# [Given request]
Pull every line of text from the records below, word for word, and leave the pictures out of your answer.
# # # # #
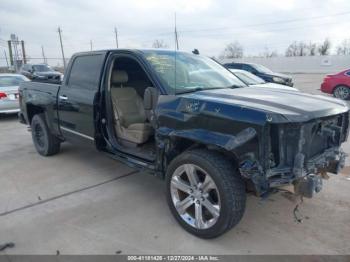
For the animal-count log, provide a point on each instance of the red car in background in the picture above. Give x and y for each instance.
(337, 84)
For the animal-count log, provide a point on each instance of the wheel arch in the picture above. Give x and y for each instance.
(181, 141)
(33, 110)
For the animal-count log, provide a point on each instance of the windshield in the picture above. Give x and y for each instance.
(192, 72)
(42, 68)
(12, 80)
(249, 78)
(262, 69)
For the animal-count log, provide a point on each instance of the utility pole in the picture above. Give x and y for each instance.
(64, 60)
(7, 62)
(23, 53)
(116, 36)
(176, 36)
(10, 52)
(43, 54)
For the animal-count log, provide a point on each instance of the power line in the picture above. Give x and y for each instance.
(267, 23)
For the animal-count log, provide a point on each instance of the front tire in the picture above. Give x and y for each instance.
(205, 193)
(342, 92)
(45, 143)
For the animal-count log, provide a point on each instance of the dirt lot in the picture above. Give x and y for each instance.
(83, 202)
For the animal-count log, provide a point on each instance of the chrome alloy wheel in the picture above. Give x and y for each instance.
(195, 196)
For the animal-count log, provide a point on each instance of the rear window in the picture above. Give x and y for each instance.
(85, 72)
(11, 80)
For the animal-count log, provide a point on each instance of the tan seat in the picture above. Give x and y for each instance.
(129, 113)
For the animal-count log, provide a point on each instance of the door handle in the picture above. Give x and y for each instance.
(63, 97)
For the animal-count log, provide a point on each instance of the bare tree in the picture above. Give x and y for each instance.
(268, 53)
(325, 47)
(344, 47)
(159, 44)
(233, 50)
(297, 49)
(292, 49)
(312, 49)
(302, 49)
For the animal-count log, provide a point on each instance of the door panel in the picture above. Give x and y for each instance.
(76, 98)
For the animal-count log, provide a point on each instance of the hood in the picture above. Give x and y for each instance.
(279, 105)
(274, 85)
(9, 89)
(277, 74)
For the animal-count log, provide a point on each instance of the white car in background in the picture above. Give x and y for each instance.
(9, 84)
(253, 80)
# # # # #
# [Exercise response]
For the animal-count log, provide a point on each instance of the red car in background in the picture above. Give x and y for each instance.
(337, 84)
For the animal-count log, provide a point on each instance of the wheel arch in the picture above. Give x and y for each instance.
(181, 141)
(33, 110)
For the animal-count log, provide a point on each instance of the windshield in the picture above. Give x and y for each instance.
(192, 72)
(42, 68)
(12, 80)
(249, 78)
(262, 69)
For the animal-count log, provide a point on each instance of the utility pole in the picture above. Give x and y for each instance.
(64, 60)
(7, 62)
(23, 53)
(116, 36)
(176, 36)
(10, 52)
(43, 54)
For the animal-count log, provide a point on each instance of the power line in the picture above. Give x and y for each instance.
(267, 23)
For the animal-count log, provide a point on each instance of the front tire in the picture above. Give x and y for each instance.
(205, 193)
(342, 92)
(45, 143)
For the animal-count log, provide a point on each instance of the dirt lot in the picture above. Give x and y for each instance.
(83, 202)
For the animal-count log, provide a point on each instance of the chrome alloy wheel in the picture above. Give x and y for each instance.
(195, 196)
For the animal-count log, provide a point on each instance of the rear window in the picture above. Give x and y for each instance.
(85, 72)
(11, 80)
For the animal-count log, provide a point on each instance of the tan seat in the picture above. Give x and y for each instance.
(129, 113)
For the animal-count log, provide a point on each instance of the door handle in the picture above. Give x and y for each instance.
(63, 97)
For the animal-count log, provide a point on each instance of the bare tree in the picture above. Give x and y for each instance.
(268, 53)
(325, 47)
(344, 47)
(159, 44)
(233, 50)
(297, 49)
(292, 49)
(312, 49)
(302, 49)
For the animal-count log, provide a point on each instance of the door panel in the picture above. Give x and y for each instance.
(76, 98)
For the animal-count log, provide a point on each instance of the hood in the picture above. Give x and y for each instance.
(279, 105)
(274, 85)
(9, 89)
(277, 74)
For the animal-count log, provide a point on each instance of the white car in background in the picture above. Give x and y for each instance.
(9, 84)
(253, 80)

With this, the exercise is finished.